#### Actions to take
1. Rewrite the paragraph beginning "Sir Thomas Brown (1705–1746) was born" from the passage about Sir Thomas Brown more briefly, keeping its main facts.
2. Proceed with the passage about Sir Thomas Brown, picking up after its final sentence.

━━━ Passage provided ━━━

British Army soldier (1705–1746)

Sir Thomas Brown (1705–1746) was born in Kirkleatham, in Yorkshire, in the north-east region of England. He was a hero of the Battle of Dettingen (27 June 1743), in Bavaria during the War of the Austrian Succession; the last time that a British monarch, in this case King George II, personally led his own country's troops into battle.

==Biography==
Little is known of his early life, save for him being a shoemaker's apprentice in Yarm, before joining the Army.

Once enlisted, Brown fought as a private soldier in King's Own Regiment Dragoons (Bland's Dragoons). During this battle, he had two horses killed under him. In the thick of the action, Brown witnessed the regiment's standard falling to the ground and was captured by the French. Brown attempted to dismount his horse to recover the standard, but was struck by a blow from a sabre and lost two fingers from his left hand. His horse bolted in fright to the rear of the enemy lines, where Brown subsequently caught sight of his standard in the hands of a French trooper. Brown reclaimed the standard after killing the enemy soldier, remounted a horse, secured his regiments' standard by wedging its flagstaff between himself and the saddle, and returned to his own by galloping through the massed ranks of the enemy. During this return, Brown was further wounded by the French, receiving eight sabre cuts in his face, neck and head, and lost most of his nose as a result. Brown diced with death; two musket bullets hit his back, and three passed through his headgear. Returning to his own company a hero, he was applauded with 'three loud Huzzas' in recognition of his valiant bravery.

━━━ Provided material ━━━

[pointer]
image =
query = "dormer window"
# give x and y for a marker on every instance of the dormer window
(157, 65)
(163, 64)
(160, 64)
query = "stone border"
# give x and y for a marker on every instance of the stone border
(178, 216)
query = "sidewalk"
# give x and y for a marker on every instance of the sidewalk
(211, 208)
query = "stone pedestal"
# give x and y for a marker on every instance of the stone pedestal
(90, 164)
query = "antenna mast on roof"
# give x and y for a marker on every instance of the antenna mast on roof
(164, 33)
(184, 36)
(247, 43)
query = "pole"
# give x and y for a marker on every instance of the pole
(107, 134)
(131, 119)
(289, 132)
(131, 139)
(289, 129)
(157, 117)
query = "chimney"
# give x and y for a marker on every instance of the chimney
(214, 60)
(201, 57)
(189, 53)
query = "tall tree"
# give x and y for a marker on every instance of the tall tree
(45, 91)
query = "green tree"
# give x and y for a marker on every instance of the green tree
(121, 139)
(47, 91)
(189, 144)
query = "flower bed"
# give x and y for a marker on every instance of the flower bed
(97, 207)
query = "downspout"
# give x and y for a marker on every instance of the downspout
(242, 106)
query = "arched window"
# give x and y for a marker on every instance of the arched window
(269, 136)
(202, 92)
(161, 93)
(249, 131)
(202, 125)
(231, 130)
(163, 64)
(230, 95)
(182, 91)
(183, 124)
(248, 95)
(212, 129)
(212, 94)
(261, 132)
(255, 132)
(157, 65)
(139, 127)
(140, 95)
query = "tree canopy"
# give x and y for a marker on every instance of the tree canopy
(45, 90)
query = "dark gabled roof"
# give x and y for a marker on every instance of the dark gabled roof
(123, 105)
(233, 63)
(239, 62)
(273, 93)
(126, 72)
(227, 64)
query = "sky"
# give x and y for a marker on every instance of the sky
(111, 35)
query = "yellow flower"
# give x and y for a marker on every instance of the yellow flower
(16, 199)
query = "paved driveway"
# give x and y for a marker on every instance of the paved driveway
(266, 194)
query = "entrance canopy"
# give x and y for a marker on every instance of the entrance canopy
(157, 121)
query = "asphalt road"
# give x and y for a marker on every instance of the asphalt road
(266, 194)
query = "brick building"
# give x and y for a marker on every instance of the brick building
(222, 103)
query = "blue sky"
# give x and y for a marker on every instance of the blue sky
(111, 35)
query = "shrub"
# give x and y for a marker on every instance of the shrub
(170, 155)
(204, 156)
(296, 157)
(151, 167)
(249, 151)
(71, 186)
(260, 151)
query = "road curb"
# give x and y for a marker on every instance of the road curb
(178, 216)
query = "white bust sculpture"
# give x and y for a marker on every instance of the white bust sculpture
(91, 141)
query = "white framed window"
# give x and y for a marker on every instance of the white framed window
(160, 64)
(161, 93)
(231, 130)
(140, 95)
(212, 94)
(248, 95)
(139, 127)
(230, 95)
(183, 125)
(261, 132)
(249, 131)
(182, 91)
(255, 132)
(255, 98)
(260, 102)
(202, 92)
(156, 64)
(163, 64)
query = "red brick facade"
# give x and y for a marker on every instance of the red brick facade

━━━

#### Responses by item number
1. Sir Thomas Brown (1705–1746), born in Kirkleatham, Yorkshire, in north-east England, was a hero of the Battle of Dettingen (27 June 1743) in Bavaria, fought during the War of the Austrian Succession. It was the last battle in which a British monarch, King George II, personally led his country's troops.

2.
After his army service, Brown retired from the 3rd Hussars, whereupon he was rewarded by King George II with a gold-topped walking stick, a replica nose made of silver to replace his he lost in battle, and a King's pension of 30 crowns (£30) a year. Brown moved to Yarm and opened an inn bearing his own name, where he lived out the remainder of his life.

Brown died in Yarm in , and is buried there in the churchyard of St Mary Magdalene's Church (OS grid ref: NZ416129). His grave can still be seen and is now marked with a Portland stone replica of a Commonwealth War Graves Commission (CWGC) headstone, presented by the Queen's Own Hussars in 1968.

==Honours==
The Battle of Dettingen is notable for two things: it was the last time a British monarch personally led his troops into battle, and the last time a serving soldier was knighted on the battlefield, until Australian Lieutenant General John Monash was knighted by King George V in 1918, following the Battle of Hamel. Tom Brown was knighted as a Knight Banneret by the King at the end of the battle for his actions, as noted in The London Magazine, and Monthly Chronologer as "the Trooper who retook the Standard from the French".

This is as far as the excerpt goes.